* Pointing and labeling entries:
————————

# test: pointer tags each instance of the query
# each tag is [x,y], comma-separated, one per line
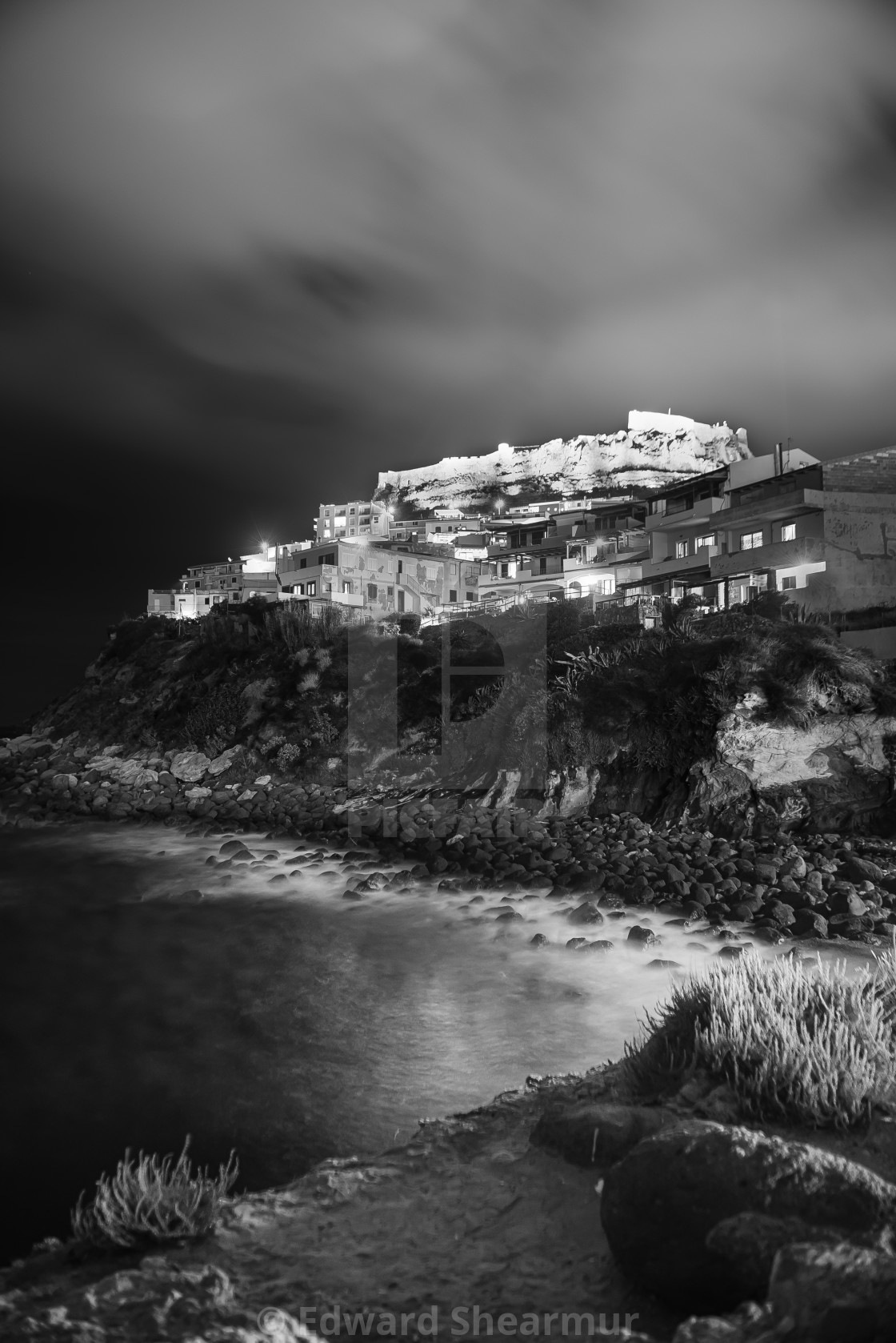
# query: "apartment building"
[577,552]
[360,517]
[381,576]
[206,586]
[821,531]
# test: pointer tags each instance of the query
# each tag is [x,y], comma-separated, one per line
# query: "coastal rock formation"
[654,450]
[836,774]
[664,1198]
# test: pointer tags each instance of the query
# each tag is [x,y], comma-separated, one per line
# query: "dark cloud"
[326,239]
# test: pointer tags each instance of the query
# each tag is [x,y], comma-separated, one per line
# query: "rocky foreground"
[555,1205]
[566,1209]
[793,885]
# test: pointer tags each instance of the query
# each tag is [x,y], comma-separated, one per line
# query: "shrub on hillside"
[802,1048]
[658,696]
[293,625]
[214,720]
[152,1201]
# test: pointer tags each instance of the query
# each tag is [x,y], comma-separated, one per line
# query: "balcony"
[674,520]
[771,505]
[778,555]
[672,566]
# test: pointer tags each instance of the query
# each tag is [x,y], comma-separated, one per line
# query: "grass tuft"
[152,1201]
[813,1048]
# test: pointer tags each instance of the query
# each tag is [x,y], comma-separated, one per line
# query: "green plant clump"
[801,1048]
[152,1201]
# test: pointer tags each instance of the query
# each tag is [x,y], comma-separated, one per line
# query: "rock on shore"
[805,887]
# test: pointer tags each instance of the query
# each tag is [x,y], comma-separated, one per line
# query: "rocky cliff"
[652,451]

————————

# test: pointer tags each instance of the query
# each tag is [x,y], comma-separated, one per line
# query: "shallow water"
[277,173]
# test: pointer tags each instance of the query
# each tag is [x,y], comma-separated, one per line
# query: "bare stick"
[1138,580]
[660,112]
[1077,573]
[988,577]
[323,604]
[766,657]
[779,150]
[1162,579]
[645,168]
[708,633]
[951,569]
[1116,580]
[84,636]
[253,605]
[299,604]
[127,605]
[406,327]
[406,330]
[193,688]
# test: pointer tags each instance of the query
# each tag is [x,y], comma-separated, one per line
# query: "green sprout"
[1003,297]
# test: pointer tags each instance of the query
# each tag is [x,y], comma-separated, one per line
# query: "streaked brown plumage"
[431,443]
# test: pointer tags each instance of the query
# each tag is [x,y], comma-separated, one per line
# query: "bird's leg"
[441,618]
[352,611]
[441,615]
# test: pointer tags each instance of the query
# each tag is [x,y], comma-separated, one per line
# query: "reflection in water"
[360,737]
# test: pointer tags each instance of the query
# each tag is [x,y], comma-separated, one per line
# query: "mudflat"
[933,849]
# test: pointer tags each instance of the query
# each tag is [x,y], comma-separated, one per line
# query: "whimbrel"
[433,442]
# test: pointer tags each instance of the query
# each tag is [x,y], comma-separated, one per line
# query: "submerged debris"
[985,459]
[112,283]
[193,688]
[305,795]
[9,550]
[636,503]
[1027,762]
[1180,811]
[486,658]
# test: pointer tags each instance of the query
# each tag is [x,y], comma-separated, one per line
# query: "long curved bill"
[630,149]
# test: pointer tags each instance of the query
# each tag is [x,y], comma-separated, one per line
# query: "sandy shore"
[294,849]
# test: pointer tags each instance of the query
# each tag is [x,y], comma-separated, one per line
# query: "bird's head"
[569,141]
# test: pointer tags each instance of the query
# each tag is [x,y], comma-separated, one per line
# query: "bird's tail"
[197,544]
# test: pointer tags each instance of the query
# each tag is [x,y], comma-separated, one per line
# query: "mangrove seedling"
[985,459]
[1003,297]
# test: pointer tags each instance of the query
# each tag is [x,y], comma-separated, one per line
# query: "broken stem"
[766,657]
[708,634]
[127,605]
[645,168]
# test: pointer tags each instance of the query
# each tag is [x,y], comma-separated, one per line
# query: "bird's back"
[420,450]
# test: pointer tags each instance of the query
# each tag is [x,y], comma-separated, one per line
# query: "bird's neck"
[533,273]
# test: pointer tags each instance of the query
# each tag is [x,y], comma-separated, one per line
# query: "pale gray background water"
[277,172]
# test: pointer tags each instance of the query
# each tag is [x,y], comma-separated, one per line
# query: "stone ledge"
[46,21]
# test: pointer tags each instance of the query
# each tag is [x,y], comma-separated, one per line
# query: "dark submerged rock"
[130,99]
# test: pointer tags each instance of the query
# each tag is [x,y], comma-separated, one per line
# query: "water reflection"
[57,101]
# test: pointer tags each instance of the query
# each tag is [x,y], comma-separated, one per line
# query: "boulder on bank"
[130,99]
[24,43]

————————

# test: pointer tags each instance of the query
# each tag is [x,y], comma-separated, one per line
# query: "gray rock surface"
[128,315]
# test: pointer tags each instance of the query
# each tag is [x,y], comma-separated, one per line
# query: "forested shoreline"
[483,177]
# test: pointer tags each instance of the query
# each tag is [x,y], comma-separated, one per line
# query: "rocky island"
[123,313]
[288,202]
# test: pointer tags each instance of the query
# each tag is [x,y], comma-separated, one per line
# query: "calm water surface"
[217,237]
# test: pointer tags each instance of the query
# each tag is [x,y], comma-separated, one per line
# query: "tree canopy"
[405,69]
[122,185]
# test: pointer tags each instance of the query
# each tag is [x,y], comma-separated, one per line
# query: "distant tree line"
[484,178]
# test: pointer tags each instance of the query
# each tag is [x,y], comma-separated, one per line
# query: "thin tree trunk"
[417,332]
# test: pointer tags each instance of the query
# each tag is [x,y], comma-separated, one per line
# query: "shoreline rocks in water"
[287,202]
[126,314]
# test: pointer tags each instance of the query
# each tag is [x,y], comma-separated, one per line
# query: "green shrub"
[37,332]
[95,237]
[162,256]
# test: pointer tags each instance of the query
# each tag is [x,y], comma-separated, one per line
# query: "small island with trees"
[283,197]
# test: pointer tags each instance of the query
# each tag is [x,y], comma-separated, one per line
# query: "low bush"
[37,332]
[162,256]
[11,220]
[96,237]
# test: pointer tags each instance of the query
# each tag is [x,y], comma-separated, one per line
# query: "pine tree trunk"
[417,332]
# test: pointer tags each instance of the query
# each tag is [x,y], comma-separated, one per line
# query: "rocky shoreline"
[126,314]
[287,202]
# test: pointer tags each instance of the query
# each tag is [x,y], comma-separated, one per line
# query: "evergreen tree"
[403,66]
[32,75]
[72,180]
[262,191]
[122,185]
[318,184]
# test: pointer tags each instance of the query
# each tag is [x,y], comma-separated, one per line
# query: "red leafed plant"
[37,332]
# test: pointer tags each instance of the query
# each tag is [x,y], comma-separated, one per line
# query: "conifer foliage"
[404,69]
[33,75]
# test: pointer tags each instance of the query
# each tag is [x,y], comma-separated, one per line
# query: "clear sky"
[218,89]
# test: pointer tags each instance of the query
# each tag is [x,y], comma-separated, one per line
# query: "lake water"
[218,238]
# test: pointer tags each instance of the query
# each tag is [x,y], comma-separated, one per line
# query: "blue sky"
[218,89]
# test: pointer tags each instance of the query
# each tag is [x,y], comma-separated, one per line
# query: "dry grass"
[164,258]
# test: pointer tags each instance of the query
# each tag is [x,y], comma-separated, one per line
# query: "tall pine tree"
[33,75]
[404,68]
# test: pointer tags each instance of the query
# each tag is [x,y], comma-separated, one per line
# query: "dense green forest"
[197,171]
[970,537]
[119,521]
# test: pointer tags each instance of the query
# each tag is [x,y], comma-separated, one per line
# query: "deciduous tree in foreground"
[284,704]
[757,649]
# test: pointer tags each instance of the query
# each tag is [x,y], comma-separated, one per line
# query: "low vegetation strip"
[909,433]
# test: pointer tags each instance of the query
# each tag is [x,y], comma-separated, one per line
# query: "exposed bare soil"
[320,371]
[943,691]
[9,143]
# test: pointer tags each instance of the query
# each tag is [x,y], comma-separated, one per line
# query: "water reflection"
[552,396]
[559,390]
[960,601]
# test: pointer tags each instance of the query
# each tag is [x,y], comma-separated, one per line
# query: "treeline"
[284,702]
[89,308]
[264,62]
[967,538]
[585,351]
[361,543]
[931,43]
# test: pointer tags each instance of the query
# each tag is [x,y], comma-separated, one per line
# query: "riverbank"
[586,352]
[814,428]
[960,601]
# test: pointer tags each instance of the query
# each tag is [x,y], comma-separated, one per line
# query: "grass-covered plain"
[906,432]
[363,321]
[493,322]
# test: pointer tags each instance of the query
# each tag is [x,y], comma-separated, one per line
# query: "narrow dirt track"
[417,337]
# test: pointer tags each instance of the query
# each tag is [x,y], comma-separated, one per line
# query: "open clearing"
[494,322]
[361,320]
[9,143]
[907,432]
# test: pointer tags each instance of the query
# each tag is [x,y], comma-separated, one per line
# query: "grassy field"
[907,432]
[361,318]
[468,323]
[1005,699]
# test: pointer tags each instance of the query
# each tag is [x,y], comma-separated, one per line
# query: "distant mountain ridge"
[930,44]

————————

* Goal:
Select every line of the listing that contains the string "plant" and copy each one.

* Solution:
# query: "green plant clump"
# query: "red leafed plant"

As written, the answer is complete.